Problem requirements - Starting at the row that contains "find gv logo" and continuing through the last row, reproduce these lines with "pole" replaced by "post" and everything else unchanged.
* * * * * * * * *
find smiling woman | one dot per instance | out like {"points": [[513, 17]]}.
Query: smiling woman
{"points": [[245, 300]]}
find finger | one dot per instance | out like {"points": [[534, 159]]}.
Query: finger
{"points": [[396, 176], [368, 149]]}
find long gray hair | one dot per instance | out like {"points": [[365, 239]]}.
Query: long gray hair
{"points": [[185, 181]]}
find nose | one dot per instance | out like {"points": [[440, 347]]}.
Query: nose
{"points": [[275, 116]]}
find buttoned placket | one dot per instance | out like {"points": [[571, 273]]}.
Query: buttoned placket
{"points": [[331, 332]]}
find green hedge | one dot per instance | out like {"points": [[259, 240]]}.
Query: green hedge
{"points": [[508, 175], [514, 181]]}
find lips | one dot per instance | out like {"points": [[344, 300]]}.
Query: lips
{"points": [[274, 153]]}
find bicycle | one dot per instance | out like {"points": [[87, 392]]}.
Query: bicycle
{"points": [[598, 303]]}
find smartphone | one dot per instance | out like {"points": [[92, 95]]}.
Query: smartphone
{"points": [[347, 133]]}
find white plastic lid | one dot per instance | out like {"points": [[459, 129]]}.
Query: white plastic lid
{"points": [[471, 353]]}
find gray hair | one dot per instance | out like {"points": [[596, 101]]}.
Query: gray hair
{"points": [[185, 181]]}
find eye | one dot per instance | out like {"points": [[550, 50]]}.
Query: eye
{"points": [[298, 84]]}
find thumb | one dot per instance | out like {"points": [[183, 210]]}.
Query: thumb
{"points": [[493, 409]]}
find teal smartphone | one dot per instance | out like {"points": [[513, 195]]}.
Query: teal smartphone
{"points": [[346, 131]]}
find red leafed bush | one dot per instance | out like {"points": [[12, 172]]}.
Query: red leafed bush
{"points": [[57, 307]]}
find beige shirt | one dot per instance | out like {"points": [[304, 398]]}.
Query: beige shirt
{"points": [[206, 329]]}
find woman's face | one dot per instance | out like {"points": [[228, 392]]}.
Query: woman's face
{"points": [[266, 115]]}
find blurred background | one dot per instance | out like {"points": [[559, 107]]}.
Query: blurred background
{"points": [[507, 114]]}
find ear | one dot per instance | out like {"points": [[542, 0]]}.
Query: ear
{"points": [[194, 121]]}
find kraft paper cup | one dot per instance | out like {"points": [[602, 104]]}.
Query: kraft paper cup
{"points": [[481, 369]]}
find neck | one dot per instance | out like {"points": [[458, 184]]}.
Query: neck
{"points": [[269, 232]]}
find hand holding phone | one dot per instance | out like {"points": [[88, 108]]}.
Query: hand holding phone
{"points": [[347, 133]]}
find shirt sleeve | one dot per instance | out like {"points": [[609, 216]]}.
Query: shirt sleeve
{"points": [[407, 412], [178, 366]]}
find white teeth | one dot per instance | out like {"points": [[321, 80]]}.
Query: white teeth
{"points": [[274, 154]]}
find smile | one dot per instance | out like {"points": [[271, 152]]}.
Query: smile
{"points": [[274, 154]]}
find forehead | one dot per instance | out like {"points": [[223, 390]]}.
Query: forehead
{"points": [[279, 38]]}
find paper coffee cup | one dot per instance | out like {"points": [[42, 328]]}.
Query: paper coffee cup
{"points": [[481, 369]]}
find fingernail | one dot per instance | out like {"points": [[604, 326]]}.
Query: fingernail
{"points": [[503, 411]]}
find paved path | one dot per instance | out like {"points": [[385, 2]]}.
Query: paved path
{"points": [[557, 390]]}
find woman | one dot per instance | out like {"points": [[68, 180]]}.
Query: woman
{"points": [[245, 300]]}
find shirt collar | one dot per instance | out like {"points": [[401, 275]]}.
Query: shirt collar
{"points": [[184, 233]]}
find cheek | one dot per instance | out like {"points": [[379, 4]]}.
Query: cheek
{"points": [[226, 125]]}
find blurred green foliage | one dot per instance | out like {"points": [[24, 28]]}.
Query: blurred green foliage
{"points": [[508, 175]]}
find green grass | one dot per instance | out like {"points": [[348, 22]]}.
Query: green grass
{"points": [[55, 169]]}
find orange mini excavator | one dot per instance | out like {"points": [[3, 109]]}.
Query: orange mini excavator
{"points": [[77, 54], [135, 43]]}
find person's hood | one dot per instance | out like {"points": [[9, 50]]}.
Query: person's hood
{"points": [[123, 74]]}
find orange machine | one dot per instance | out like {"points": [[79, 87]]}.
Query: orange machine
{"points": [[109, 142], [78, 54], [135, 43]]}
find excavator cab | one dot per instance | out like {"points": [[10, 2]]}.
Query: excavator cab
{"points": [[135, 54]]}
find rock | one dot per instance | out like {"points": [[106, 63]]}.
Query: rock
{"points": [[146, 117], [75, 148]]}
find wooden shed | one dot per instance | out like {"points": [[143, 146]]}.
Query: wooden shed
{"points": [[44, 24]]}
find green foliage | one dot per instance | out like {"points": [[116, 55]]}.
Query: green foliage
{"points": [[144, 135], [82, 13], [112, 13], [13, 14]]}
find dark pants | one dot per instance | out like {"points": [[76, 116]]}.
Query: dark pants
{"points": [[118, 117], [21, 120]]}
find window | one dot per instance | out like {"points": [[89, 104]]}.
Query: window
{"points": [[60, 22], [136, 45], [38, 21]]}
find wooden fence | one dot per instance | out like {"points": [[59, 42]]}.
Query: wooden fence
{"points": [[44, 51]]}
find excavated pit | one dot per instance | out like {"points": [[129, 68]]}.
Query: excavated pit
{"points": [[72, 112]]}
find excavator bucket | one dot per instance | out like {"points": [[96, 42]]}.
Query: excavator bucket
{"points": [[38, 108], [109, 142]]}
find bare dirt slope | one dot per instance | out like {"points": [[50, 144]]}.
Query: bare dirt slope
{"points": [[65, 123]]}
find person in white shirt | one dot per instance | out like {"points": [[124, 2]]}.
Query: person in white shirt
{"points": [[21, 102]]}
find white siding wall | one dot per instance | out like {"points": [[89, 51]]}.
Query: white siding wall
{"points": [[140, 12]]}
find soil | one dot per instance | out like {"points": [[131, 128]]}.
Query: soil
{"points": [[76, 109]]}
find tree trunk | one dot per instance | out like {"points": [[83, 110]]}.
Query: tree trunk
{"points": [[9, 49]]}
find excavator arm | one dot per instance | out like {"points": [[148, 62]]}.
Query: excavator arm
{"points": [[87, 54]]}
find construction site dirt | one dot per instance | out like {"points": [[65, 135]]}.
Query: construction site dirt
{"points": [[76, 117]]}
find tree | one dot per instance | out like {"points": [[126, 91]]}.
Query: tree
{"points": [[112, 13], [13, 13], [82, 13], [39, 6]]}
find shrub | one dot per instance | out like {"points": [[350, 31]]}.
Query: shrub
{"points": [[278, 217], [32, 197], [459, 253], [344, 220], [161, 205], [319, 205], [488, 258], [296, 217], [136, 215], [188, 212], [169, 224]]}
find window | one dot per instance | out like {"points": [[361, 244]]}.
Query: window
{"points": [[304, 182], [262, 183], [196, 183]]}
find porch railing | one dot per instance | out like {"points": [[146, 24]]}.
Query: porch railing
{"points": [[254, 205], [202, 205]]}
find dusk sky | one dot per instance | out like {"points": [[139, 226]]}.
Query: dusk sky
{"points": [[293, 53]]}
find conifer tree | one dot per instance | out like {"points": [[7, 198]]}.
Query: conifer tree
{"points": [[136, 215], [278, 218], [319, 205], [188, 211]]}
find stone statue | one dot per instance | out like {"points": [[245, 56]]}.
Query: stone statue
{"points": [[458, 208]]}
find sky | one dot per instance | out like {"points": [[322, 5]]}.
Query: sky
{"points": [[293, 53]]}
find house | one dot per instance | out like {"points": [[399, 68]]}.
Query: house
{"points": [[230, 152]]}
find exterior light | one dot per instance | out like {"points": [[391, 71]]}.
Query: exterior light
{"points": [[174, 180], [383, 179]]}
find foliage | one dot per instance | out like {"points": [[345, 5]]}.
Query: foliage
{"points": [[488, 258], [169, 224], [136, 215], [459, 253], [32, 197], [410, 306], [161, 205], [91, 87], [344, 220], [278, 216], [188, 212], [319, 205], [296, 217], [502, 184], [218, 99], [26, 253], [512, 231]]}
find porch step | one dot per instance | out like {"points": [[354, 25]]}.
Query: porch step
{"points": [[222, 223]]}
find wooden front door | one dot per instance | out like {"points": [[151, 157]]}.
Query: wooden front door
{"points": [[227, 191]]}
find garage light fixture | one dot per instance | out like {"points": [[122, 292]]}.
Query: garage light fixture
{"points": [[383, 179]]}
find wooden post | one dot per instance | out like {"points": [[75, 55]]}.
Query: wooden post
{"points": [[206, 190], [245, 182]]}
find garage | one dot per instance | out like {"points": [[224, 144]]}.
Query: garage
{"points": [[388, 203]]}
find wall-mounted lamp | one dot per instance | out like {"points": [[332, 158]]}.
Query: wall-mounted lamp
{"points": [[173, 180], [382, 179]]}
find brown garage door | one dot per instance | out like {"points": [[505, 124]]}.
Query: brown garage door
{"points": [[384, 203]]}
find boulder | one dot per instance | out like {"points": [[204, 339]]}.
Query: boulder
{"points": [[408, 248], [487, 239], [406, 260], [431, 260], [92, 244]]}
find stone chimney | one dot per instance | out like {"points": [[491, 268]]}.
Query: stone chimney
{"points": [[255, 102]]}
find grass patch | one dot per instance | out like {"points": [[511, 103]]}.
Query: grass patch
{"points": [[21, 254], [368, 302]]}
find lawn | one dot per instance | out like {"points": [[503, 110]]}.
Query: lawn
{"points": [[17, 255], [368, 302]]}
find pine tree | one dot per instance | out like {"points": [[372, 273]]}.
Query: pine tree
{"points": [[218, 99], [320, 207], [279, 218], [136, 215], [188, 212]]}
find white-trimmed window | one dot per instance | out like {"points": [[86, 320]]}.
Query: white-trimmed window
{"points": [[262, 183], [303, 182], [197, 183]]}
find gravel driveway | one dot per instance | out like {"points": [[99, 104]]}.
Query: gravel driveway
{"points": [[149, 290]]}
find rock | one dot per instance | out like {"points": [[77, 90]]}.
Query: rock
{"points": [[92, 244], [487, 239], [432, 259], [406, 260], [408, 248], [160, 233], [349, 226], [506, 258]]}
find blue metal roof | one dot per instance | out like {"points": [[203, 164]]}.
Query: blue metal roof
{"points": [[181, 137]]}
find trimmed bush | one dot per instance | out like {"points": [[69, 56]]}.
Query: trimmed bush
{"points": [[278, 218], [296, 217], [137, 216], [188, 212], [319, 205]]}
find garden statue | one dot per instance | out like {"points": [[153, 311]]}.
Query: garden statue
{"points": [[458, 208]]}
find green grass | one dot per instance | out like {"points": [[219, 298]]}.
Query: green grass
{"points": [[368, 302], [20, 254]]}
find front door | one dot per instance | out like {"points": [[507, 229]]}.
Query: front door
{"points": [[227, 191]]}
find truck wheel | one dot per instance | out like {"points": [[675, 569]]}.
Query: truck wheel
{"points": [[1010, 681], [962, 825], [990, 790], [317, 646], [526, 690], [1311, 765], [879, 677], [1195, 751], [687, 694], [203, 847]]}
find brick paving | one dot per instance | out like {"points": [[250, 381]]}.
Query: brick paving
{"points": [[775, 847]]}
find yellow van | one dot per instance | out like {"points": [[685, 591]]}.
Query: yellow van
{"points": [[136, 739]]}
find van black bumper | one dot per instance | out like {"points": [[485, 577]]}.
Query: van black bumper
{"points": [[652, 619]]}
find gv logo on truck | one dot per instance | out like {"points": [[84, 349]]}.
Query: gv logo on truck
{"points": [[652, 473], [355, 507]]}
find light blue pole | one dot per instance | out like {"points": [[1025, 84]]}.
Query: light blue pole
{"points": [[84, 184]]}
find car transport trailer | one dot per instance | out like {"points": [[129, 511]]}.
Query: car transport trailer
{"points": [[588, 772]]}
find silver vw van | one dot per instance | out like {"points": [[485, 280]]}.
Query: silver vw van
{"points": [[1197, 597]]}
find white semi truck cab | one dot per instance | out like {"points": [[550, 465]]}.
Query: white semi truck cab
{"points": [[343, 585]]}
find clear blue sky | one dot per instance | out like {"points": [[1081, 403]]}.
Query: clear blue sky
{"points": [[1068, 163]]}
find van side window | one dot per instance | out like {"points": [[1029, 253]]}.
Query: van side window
* * * * * * * * *
Output for this task -
find gv logo on truck | one dot per instance | out like {"points": [[84, 349]]}.
Query: gv logo on truck
{"points": [[652, 473], [355, 507]]}
find light blue post | one dot per instance | out like {"points": [[1025, 84]]}.
Query: light blue post
{"points": [[84, 184]]}
find car transport trailer | one dot per instance | out like {"points": [[129, 511]]}.
Query: car transport trailer
{"points": [[588, 772]]}
find silver vw van | one dot per instance | out like {"points": [[485, 280]]}.
Query: silver vw van
{"points": [[1197, 597]]}
find white semi truck cab | one dot per instance | out like {"points": [[550, 465]]}.
Query: white semi truck cab
{"points": [[343, 585]]}
find clear blue sky | one dot per instance | out like {"points": [[1081, 403]]}.
Query: clear blue sky
{"points": [[1068, 163]]}
find van side window | one dot per instance | out like {"points": [[1029, 253]]}.
Query: van side window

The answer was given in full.